2020 Volkswagen Golf: prices, specifications and engine details

The eighth generation of VW Golf arrives in 2020. But is it worth waiting for? Keep reading for specifications, engine and release date info

Simon Ostler Gavin Braithwaite-Smith
Sep 18, 2020

The launch of a new Volkswagen Golf is always a big deal. For more than four decades the Golf has been the family hatchback of choice for millions of motorists, and it remains one of the best-selling cars in the UK, maintaining its popularity even as the rise of the SUV continues to engulf the car market.

It would appear that VW is happy with the tried and tested formula for its leading hatchback, with nothing of much importance appearing to have changed other than a relatively comprehensive aesthetic overhaul.

While it might look like a subtle evolution of the previous model, the new Golf Mk8 actually represents the most significant leap forward since the launch of the first model in 1974. The introduction of hybrid power for the first time, along with a host of up-to-date tech inside ensures this is an entirely new version of the tried and tested Golf formula.

Written instruction A
From the Volkswagen Golf article, output the passage between "Simon Ostler Gavin" and "comprehensive aesthetic overhaul.", inclusive.
Written instruction B
Condense the paragraph of the Volkswagen Golf article that begins "While it might look like a subtle evolution" into one shorter sentence that keeps its main facts.
The items that come next have nothing to do with the Volkswagen Golf article.

Data entries
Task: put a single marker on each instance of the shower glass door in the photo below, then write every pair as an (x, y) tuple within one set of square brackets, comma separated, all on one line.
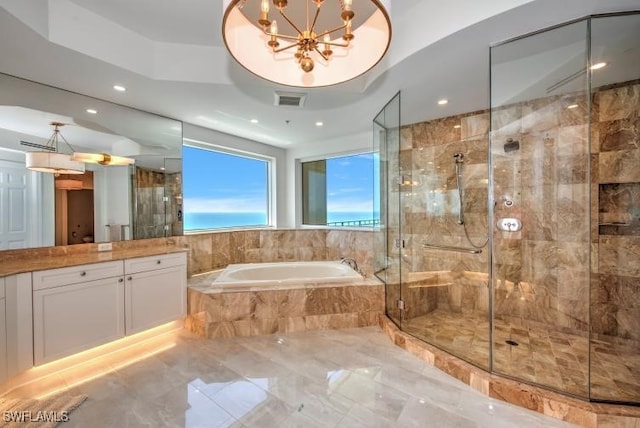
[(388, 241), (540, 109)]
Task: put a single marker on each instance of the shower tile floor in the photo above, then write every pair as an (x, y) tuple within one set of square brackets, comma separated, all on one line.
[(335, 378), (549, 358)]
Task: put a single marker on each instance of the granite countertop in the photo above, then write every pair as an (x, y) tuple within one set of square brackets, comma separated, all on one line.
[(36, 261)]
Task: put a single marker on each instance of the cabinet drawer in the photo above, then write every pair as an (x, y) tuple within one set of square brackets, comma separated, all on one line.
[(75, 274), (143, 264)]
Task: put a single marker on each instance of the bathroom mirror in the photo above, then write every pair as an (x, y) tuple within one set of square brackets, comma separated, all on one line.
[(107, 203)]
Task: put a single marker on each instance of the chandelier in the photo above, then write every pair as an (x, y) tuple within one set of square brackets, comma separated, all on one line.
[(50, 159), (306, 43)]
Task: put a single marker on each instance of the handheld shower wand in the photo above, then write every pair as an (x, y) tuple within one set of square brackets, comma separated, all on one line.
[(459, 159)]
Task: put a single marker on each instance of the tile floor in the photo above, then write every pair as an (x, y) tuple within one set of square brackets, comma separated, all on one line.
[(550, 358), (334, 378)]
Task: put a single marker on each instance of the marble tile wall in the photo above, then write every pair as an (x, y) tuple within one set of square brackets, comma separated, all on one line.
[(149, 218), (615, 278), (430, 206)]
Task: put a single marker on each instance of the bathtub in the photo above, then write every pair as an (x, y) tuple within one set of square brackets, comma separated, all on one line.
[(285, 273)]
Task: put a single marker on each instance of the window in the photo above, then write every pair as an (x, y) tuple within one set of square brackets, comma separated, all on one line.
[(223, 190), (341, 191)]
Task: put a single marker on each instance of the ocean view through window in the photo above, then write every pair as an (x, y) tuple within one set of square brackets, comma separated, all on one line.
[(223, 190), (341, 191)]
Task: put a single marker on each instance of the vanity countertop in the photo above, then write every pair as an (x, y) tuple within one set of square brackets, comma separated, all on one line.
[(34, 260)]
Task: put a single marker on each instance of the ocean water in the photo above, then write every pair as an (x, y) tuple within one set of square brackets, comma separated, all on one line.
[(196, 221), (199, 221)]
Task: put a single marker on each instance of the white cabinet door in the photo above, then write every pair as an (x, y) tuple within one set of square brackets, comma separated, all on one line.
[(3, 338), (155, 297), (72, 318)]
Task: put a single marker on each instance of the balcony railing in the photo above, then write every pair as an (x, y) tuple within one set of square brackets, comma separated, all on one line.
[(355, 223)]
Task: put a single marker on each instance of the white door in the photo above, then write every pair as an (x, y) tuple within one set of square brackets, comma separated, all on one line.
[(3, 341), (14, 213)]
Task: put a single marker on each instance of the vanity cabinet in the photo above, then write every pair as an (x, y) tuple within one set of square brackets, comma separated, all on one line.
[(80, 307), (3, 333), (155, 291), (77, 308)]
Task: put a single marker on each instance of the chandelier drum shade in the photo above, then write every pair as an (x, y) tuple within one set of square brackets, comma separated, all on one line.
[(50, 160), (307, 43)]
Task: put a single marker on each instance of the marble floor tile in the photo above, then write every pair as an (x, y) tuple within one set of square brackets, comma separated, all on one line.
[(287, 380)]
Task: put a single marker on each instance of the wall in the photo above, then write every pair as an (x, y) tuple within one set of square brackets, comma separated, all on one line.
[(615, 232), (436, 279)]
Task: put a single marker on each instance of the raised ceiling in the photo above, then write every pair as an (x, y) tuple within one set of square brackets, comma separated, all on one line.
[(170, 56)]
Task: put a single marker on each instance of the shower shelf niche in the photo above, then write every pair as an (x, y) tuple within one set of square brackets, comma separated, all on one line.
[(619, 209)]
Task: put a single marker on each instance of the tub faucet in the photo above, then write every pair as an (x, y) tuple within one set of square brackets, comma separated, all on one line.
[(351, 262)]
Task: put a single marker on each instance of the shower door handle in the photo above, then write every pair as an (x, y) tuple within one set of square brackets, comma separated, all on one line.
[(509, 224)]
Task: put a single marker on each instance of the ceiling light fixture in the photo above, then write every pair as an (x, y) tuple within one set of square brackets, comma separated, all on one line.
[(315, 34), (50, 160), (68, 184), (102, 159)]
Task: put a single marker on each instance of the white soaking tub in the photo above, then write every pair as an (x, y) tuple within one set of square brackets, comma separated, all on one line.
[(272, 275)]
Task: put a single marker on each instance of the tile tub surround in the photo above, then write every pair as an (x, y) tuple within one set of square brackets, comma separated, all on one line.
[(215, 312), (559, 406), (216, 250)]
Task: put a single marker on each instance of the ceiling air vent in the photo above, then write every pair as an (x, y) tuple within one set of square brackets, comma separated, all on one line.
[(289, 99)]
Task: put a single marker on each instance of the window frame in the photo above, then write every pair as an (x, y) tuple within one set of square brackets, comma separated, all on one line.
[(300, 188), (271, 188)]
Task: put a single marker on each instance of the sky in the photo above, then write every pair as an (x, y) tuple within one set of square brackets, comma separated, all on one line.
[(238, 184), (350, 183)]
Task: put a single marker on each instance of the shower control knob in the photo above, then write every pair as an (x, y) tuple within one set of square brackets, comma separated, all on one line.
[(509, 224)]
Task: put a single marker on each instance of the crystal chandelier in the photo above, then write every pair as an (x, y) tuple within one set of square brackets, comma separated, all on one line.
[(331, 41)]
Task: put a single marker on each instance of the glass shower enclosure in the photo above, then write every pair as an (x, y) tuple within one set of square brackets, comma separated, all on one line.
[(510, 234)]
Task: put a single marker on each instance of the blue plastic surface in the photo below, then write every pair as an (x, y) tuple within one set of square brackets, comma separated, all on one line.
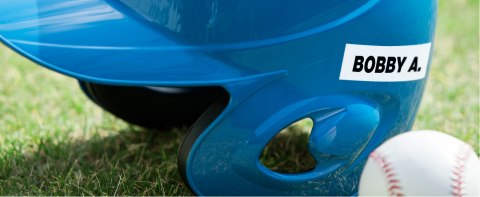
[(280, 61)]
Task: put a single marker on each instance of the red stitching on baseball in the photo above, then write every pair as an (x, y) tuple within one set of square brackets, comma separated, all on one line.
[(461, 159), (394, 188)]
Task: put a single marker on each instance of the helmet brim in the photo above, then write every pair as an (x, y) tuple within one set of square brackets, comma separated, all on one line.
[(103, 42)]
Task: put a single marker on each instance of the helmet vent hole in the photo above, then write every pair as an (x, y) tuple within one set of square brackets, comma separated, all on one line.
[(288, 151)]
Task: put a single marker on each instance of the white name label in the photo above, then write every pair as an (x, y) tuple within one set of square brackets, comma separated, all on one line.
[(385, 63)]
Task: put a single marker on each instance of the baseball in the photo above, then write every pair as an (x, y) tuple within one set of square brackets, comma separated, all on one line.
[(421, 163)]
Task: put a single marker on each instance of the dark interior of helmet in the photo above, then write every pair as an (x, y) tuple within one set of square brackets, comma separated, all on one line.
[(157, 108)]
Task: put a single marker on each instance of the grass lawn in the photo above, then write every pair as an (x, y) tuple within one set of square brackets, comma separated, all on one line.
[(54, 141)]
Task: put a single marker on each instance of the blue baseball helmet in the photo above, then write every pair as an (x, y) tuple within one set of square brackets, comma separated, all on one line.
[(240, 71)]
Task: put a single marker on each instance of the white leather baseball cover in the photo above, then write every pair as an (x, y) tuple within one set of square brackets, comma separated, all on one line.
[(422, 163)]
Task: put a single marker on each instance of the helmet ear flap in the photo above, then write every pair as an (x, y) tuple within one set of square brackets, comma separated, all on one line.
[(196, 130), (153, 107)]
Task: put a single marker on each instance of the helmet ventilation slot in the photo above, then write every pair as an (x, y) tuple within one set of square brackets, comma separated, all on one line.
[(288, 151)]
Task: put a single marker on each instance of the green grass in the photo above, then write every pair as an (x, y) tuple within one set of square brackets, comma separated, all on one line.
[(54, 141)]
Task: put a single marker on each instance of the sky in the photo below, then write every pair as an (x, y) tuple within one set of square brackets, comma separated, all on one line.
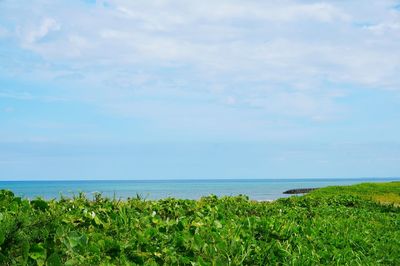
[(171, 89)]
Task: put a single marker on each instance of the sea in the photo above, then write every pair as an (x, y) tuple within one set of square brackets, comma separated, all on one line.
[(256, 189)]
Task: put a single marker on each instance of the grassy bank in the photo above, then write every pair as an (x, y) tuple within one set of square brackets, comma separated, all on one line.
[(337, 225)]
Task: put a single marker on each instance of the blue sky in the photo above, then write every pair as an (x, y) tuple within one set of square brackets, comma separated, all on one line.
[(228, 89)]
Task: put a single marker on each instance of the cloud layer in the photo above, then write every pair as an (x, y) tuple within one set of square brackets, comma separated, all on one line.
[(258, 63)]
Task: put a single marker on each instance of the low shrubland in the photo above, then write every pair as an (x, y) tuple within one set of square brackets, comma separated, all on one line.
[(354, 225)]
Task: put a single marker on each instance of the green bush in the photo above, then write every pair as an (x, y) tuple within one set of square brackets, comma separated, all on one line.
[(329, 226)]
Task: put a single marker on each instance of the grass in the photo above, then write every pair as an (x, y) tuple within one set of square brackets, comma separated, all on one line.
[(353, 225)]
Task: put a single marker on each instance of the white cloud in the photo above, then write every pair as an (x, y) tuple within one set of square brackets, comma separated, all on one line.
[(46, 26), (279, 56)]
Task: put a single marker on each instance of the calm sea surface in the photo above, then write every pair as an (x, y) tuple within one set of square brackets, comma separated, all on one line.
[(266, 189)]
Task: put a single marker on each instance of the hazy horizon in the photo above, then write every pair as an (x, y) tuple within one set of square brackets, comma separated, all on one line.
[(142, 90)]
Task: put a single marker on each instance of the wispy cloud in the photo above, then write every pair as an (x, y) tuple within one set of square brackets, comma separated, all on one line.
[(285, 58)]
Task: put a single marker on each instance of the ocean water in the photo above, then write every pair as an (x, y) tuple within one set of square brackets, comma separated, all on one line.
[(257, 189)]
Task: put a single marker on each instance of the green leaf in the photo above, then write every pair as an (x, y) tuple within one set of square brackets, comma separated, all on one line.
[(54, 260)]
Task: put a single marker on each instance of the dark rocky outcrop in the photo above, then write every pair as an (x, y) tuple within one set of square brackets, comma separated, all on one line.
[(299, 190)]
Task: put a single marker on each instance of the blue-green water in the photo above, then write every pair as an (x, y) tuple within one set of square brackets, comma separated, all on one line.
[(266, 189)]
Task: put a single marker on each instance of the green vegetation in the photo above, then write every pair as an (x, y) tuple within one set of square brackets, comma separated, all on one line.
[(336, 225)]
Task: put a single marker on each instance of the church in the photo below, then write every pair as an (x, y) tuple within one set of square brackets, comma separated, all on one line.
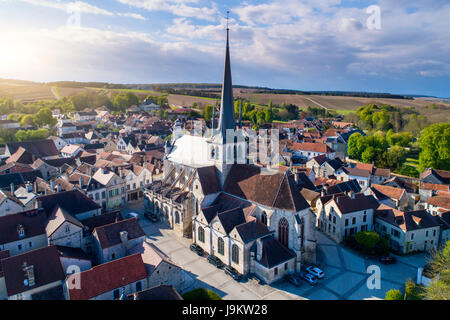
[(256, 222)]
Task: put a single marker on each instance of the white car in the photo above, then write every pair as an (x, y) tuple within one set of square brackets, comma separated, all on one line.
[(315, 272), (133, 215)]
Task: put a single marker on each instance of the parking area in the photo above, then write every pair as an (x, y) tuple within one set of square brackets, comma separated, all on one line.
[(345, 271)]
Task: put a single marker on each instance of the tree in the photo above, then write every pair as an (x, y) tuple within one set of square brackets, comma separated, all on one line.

Exercise response A
Simon Ostler Gavin Braithwaite-Smith
Sep 18, 2020

The launch of a new Volkswagen Golf is always a big deal. For more than four decades the Golf has been the family hatchback of choice for millions of motorists, and it remains one of the best-selling cars in the UK, maintaining its popularity even as the rise of the SUV continues to engulf the car market.

It would appear that VW is happy with the tried and tested formula for its leading hatchback, with nothing of much importance appearing to have changed other than a relatively comprehensive aesthetic overhaul.

Exercise response B
Though it looks like a subtle evolution, the Golf Mk8 is the biggest leap forward since the first model in 1974, adding hybrid power for the first time and plenty of up-to-date tech inside.